*** INPUT DATA Section Begins ***

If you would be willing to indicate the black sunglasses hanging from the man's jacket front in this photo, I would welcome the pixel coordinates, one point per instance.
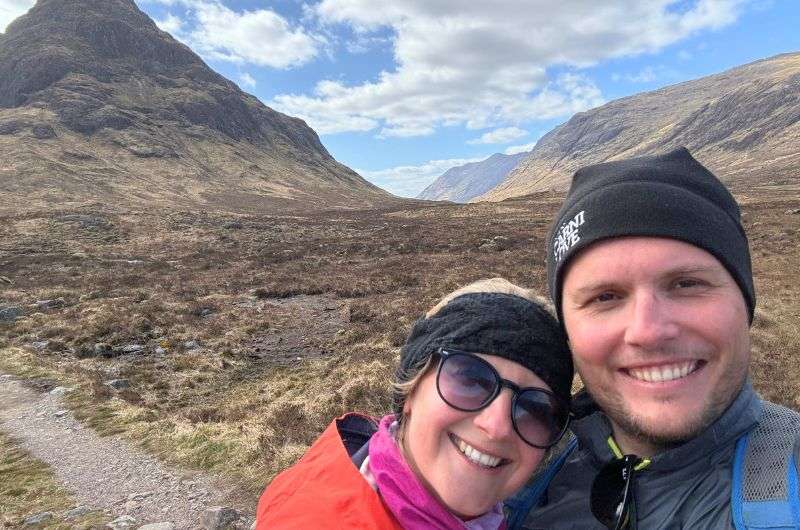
(612, 493)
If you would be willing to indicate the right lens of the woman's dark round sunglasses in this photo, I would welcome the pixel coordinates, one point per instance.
(539, 417)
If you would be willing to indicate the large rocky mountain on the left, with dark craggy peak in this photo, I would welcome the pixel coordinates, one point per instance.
(99, 105)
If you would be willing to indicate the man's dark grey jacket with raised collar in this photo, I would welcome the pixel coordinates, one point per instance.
(688, 487)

*** INPUT DATA Section Ends ***

ACTIVITY | With the pictures omitted, print each line of the data above precisely as given.

SOLUTION TO THE EXERCISE |
If you would be willing to indicate the black sunglasses hanging from the man's jacket front in this photo, I would welcome the pixel coordinates, one point per instance.
(612, 493)
If you would be willing to indicate the right lens of the woman's dark round sunglasses in this photo, I would welcome the pixel coordinates, one point per instance.
(539, 417)
If you would be willing to indicate the large rocky mountain on the left, with dark craggy peak in this photo, I would welcome the pixel coordinates, one point per instance.
(99, 105)
If you would be willing to indicate the man's dark grey jacket with raised collar in this photo, I would welcome the pixel coordinates, one point per instance.
(688, 487)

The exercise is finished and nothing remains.